# Parts of the exercise:
[a] In the article on Caritas Switzerland's warning about the coronavirus pandemic, who is named as the organization's director?
[b] Write a continuation of the article on Caritas Switzerland's warning about the coronavirus pandemic, starting after its final sentence.

-- Extract provided follows --

The poor are the people most affected by the coronavirus pandemic. The alarm was raised by Caritas Switzerland, which in a statement published March 23 warned that “in crisis situations, the weakest members of society are the most vulnerable” and for which reason launched a call for solidarity.
“Just as small businesses are facing liquidity problems, many households at risk of poverty don’t have money to pay their bills at the end of the month”, the Catholic Church relief, development and social service organisation said in the statement.
Caritas Switzerland denounced that families don’t have access to credit lines guaranteed by the Federal Department of Finance and that low-income families and single people will suffer crises in very little time.
Among those most at risk, warned Caritas, are the women and mothers who worked as domestic employees: today many of them are forced to return to their homes and can’t even receive unemployment benefits because they haven’t been registered by their employers.
There are also families who can’t pay medical bills because they’re not covered by health insurance, mothers who were employed as babysitters but now are no longer called in to work, and seasonal workers in the hotel industry who had supplemental income but who no longer have that money to rely on.
For the Director of Caritas Switzerland, Hugo Fasel, these people are in great danger: the more precarious their working conditions, the greater the risk to them.
It’s to these vulnerable people that the emergency aid of Caritas goes, which is why the Church charity is appealing for solidarity from Swiss citizens.

-- Extract provided concluded --
-- Source information follows --

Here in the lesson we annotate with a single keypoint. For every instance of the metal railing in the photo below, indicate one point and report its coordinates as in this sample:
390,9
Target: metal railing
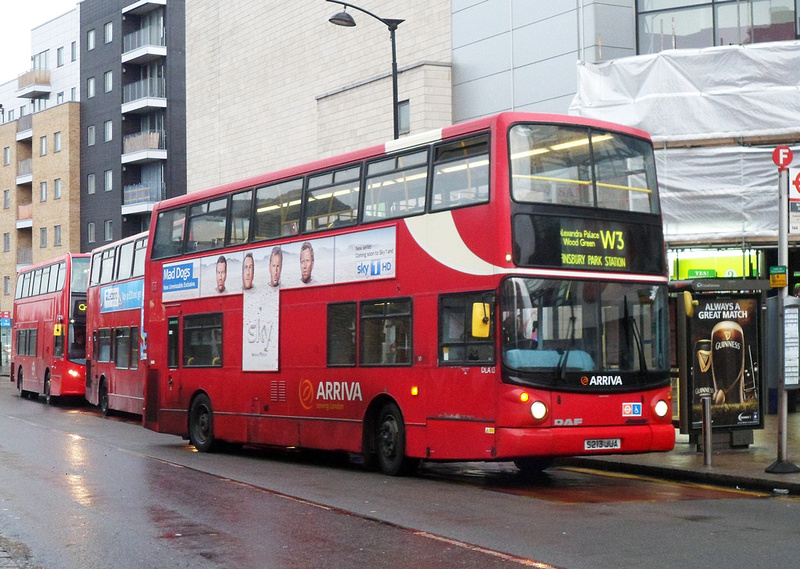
144,88
146,140
25,167
150,35
33,77
142,193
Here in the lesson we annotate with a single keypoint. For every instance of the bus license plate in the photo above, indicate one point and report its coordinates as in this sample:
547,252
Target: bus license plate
602,444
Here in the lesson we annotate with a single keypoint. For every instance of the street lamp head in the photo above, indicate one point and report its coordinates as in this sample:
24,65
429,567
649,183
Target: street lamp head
343,19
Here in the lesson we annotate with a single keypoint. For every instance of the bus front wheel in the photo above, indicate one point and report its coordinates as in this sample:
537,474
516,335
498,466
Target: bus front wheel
201,424
48,398
390,442
102,398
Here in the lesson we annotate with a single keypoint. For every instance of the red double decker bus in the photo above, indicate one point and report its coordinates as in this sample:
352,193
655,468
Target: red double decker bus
495,290
48,339
115,378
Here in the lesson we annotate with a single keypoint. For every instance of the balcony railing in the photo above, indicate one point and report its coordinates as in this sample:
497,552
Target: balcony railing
25,167
145,88
33,77
149,36
24,255
24,123
141,193
147,140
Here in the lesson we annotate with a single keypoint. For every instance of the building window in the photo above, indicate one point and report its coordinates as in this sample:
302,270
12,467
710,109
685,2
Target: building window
404,117
705,23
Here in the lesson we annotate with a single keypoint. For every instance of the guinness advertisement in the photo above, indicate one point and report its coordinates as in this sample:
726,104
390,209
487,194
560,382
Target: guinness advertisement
724,355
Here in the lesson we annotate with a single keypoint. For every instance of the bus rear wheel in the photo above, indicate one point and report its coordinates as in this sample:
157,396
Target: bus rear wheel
102,398
201,424
48,398
390,443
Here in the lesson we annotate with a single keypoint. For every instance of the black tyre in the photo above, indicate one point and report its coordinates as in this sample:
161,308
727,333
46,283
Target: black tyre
48,398
201,424
533,467
390,443
102,397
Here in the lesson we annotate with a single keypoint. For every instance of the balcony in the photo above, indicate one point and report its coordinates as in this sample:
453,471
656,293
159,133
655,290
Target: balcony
144,96
25,128
25,172
34,84
140,198
144,45
147,146
24,257
24,216
143,6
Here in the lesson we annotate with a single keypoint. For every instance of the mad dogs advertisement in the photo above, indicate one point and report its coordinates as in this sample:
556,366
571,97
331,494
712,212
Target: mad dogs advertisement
724,352
260,274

-- Source information concluded --

# Responses by task:
[a] Hugo Fasel

[b]
“We must do everything possible to prevent people from being forced to resort to social assistance due to the coronavirus crisis”, Fasel cautioned.
– Public Mass ban: “We cannot ignore human rules of protection”
In the meantime, as the number of people infected with coronavirus in Switzerland reached 10,714 this March 16 and the number of dead from the disease climbed to 161, the Swiss Bishops implemented a suspension on all public Masses until at least April 30.
“Some people were scandalized by such a decision”, Bishop Charles Morerod of the largest Swiss diocese – that of Lausanne, Geneva and Fribourg – told the National Catholic Register March 24.
But the prelate stood by the Swiss Bishops’ decision, arguing that it was true that if people continued to pray and celebrate Mass publicly in the time of the Black Death, for example – a comparison critics of coronavirus public Mass shutdowns often adduce – it is also true that “there were from 50 to 100 million deaths at that time”.
Though Catholics in Switzerland continue to complain and ask for more guidance and accompaniment from their bishops and pastors during this period of Lent, especially, the Church in the country is trying to strike the right balance between health care and pastoral care.
“We are trying to diligently align with the strict measures that the federal office of public health has taken, but at the same time, we are striving to remain fully available for our parishioners”, Father Dominique Fabien Rimaz, priest of the Pastoral Unity of Our Lady of Fribourg and chaplain of the Hospital of Fribourg, told the Register.
“We must show inventiveness while respecting safety rules in order not to put anyone in danger”, Fabien Rimaz continued, warning Catholics against a providentialism that would downplay the risks of the virus.
“In the words of Thomas Aquinas, ‘grace presupposes nature’, which means that we cannot ignore human rules of protection”.